• **Your objective**
Each record below should be repeated precisely as written.

###

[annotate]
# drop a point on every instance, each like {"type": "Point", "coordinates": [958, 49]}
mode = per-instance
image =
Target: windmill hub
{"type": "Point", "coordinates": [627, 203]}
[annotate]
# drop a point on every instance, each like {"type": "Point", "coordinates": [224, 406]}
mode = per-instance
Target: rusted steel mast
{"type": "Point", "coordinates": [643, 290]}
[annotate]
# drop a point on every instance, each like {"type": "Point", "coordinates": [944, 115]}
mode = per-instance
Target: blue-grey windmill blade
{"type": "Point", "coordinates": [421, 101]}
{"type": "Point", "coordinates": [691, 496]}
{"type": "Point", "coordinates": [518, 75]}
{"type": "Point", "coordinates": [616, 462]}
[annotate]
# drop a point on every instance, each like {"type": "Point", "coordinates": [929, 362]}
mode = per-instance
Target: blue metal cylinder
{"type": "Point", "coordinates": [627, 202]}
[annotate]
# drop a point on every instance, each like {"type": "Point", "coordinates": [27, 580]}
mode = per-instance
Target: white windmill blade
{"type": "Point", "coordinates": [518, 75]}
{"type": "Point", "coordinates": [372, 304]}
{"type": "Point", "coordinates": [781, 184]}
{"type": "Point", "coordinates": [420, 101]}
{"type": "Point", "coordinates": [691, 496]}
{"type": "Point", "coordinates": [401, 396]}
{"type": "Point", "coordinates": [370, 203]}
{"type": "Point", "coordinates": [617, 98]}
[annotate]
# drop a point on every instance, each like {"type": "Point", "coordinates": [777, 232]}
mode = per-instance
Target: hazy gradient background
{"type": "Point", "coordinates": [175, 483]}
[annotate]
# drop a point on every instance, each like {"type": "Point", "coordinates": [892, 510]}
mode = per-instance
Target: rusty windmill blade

###

• **Answer to this exercise**
[annotate]
# drop a point on every instance, each like {"type": "Point", "coordinates": [958, 49]}
mode = per-instance
image =
Target: windmill hub
{"type": "Point", "coordinates": [627, 203]}
[annotate]
# drop a point on every instance, each like {"type": "Point", "coordinates": [224, 406]}
mode = per-instance
Target: rusted steel mast
{"type": "Point", "coordinates": [643, 290]}
[annotate]
# drop a point on every instance, each like {"type": "Point", "coordinates": [944, 115]}
mode = per-instance
Target: blue-grey windmill blade
{"type": "Point", "coordinates": [421, 101]}
{"type": "Point", "coordinates": [691, 496]}
{"type": "Point", "coordinates": [518, 75]}
{"type": "Point", "coordinates": [616, 462]}
[annotate]
# drop a point on every instance, each like {"type": "Point", "coordinates": [929, 362]}
mode = per-instance
Target: blue metal cylinder
{"type": "Point", "coordinates": [627, 202]}
[annotate]
# drop a point on every instance, each like {"type": "Point", "coordinates": [27, 580]}
mode = per-instance
Target: white windmill blade
{"type": "Point", "coordinates": [518, 75]}
{"type": "Point", "coordinates": [372, 304]}
{"type": "Point", "coordinates": [781, 184]}
{"type": "Point", "coordinates": [420, 101]}
{"type": "Point", "coordinates": [691, 496]}
{"type": "Point", "coordinates": [401, 396]}
{"type": "Point", "coordinates": [370, 203]}
{"type": "Point", "coordinates": [617, 98]}
[annotate]
# drop a point on every instance, each like {"type": "Point", "coordinates": [777, 232]}
mode = per-instance
Target: hazy gradient background
{"type": "Point", "coordinates": [175, 483]}
[annotate]
# drop a point on every instance, each like {"type": "Point", "coordinates": [892, 510]}
mode = per-instance
Target: rusty windmill blade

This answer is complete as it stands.